[Teks Sumber]:
________________________

Sirojul Khafid berargumen bahwa jurnalisme lahir di Indonesia ketika keadaan sangat ironis pada masa itu, ketidakadilan, penindasan, dan pengambilan hak-hak pribumi dengan semena-mena. Dengan lahirnya jurnalisme milik pribumi saat itu diharapkan dapat menjadi corong dan penolong masyarakat pribumi akan ganasnya kelakuan kolonial serta memperjuangkan suara-suara rakyat tertindas. Peran yang juga dimiliki jurnalisme sangat dibutuhkan agar kesangsaraan tidak berlanjut dan menjamur. Jurnalisme merupakan salah satu instrumen penting dalam membentuk organisasi modern yang nantinya menjadi cikal bakal kemerdekaan dapat diraih.
Pertanyaan pertama dibuka oleh Nurcholis Tri bahwa, “Menurut sumber yang saya baca bahwa pendiri SDI adalah Haji Samanhudi, kok di buku yang mendirikan Tirto Adhi Soerjo atau “Minke” sebagai tokoh utama dalam buku tersebut?” Sirojul Khafid menyatakan bahwa pendirinya memang Tirto Adhi Soerjo di Bogor sebagai pusat dan berkembang ke berbagai kota termasuk Solo. Haji Samanhudi merupakan ketua SDI daerah Solo yang merupakan daerah dengan perkembangan pesat dibanding daerah lain termasuk Bogor sebagai tempat lahirnya organisasi itu. Mungkin itu salah satu hal yang membuat Haji Samanhudi lebih terkenal dibanding Tirto Adhi Soerjo dalam hal kependirian organisasi SDI ini. Nurcholis Tri kemudian menanggapi dengan pertanyaan baru, “Apabila dikaitkan dengan judul diskusi ini, sebenarnya nilai-nilai jurnalisme seperti apa yang dibawa oleh Tirto Adhi Soerjo?” Sirojul Khafid mengatakan bahwa Jurnalisme saat itu mengarahkan masyarakat agar bisa hidup bebas dalam mengambil tindakan. Medan Prijaji yang merupakan surat kabar pertama milik pribumi berbahasa Melayu selain menyuarakan ketidakadilan penguasa kolonial maupun pribumi, juga memiliki fungsi advokasi untuk masyarakat pribumi. Fungsi tersebut terakomodir dengan adanya struktur pengacara sebagai pendamping dalam kasus yang dilaporkan. Siti Nur Qoyimah salah satu peserta diskusi menanyakan bahwa, “Sebelum mendirikan Medan Prijaji apakah pemeran utama, Minke, sudah menulis berita? Berarti sebelum diciptakan Medan Prijaji sudah ada surat kabar atau jurnalisme di Indonesia?” Sirojul Khafid menanggapi bahwa Minke memang sudah menulis tapi untuk surat kabar milik kolonial. Robby Sanjaya menambahkan bahwa dulu ada pengkotak-kotakan surat kabar Cina dan Kolonial tapi tidak untuk pribumi yang saat itu memang belum mempunyai surat kabar. Minke pernah suatu ketika menulis untuk surat kabar kolonial yang biasa dia kontribusikan tulisannya, suatu berita tentang seorang Cina yang diberlakukan tidak adil, namun karena itu tidak sesuai kepentingan dari pemilik surat kabar maka berita tersebut ditolak.

________________________

[Yang Perlu Dikerjakan]:
1) Kembalikan setiap baris catatan di bawah yang memuat kata "point". Huruf besar dan huruf kecil dibedakan.
2) Lanjutkan teks tentang diskusi jurnalisme pada masa Tirto Adhi Soerjo di atas, mulai dari kalimat sesudah kalimat terakhirnya.

[Isi Kumpulan Data]:

________________________

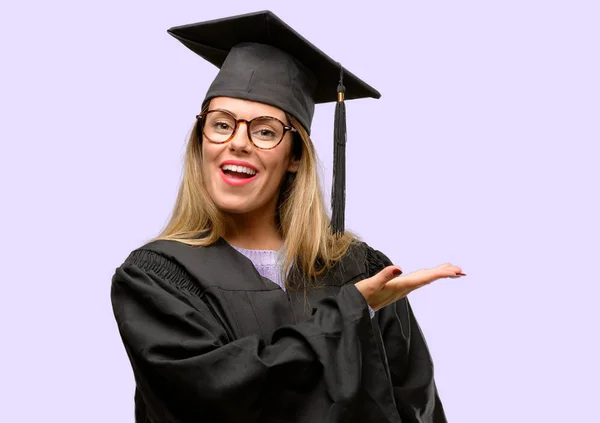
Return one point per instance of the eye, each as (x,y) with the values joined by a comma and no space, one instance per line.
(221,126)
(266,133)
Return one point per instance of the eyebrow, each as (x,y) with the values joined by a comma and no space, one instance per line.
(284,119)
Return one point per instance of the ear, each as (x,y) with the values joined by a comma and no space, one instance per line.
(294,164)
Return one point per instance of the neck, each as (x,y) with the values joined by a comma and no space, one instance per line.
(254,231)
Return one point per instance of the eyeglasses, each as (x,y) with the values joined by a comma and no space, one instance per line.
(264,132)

________________________

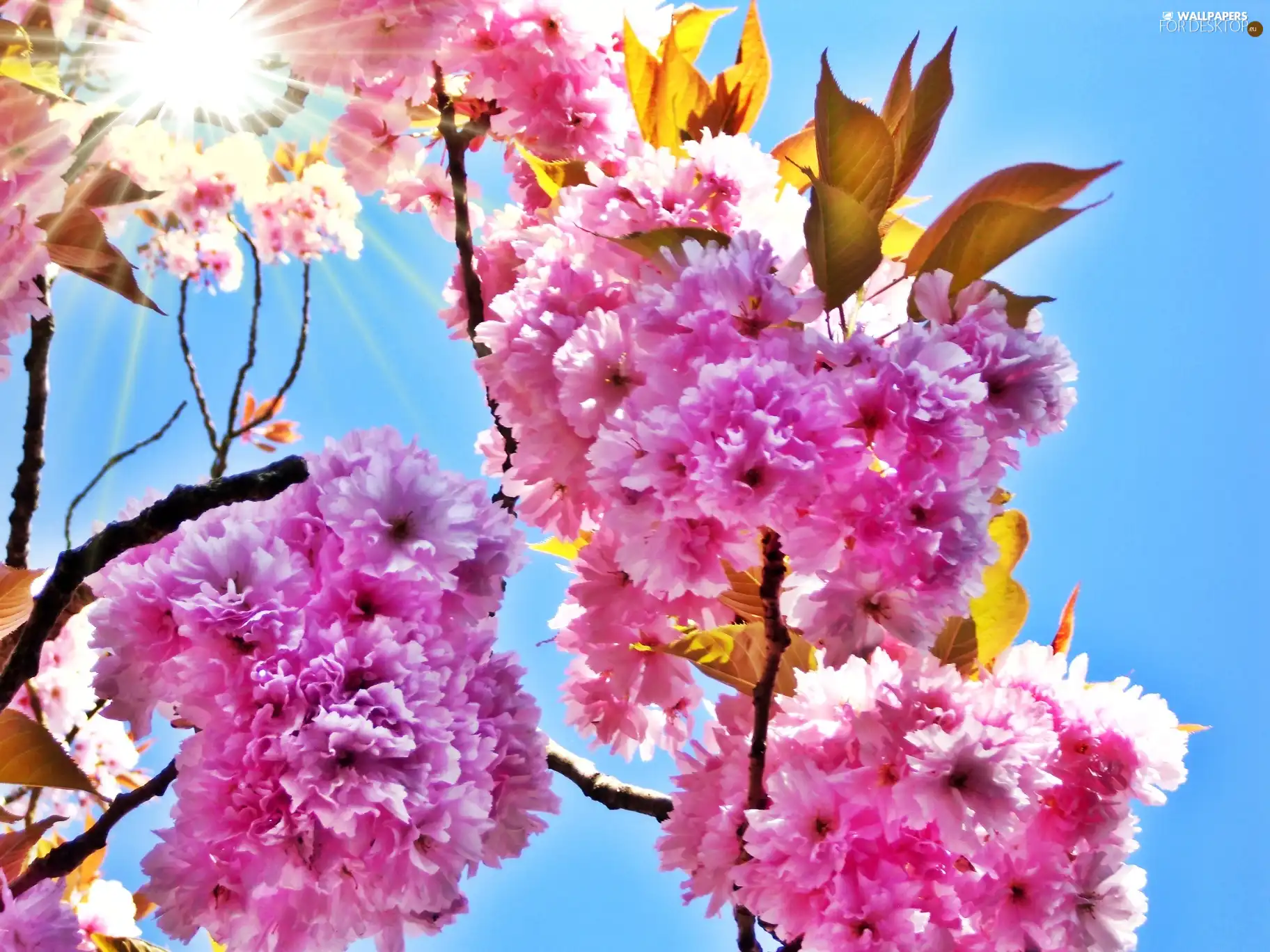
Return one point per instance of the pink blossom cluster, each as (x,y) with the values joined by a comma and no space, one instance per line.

________________________

[Jawaban per Tugas]:
1)
Return one point per instance of the eye, each as (x,y) with the values joined by a comma and no space, one instance per line.
Return one point per instance of the eyebrow, each as (x,y) with the values joined by a comma and no space, one instance per line.
Return one point per instance of the ear, each as (x,y) with the values joined by a comma and no space, one instance per line.
Return one point per instance of the neck, each as (x,y) with the values joined by a comma and no space, one instance per line.
Return one point per instance of the eyeglasses, each as (x,y) with the values joined by a comma and no space, one instance per line.
Return one point per instance of the pink blossom cluster, each as (x,y) with the values joined by a comma and no space, one instance per line.

2)
Siti Nur Qoyimah menanggapi dengan pertanyaan baru, “Bagaimana bentuk pemberitaan pada masa itu, padahal memberitakan Kolonial yang buruk saja tidak bisa?” Ditanggapi oleh Robby Sanjaya bahwa, “Jurnalisme itu terus berkembang, jadi bentuk-bentuk tulisan yang beredar di surat kabar saat itu mungkin masih dalam bentuk dimana opini lebih banyak, jadi ketika ada pemberitaan mengenai Kolonial saat itu, verifikasi tidak ke pemerintah Kolonial.” Nurcholis Tri mengatakan bahwa dia merasa penasaran kenapa nama Tirto Adhi Soerjo yang dalam buku disebut dengan nama Minke begitu tenggelam, bahkan di Hari Pers-pun kesannya dia jauh dari persinggungan. Sirojul Khafid berkata bahwa mungkin ada semacam manipulasi data terkait Tirto Adhi Soerjo, bahkan sampai saat dia meninggal tidak diketahui orang. “Termasuk buku ini yang menceritakan tentang beliau-pun sempat dilarang walaupun saat itu Indonesia telah merdeka,” tambah Sirojul Khafid. Disela-sela diskusi Haninda memberi informasi bahwa Tirto Adhi Soerjo meninggal tahun 1918 sementara Pramoedya Ananta Toer sebagai penulis tentang dia lahir tahun 1925, lalu bagaimana Pramoedya bisa mengkisahkan Tirto Adhi Soerjo? Menanggapi pertanyaan tersebut, Robby Sanjaya berpendapat, “Ada anggapan bahwa Pramoedya Ananta Toer menulis buku Tetralogi Buku ini dengan melihat berbagai refrensi buku yang dimiliki ayahnya yang juga merupakan seorang jurutulis pada masa itu dan mempunyai banyak refrensi buku.”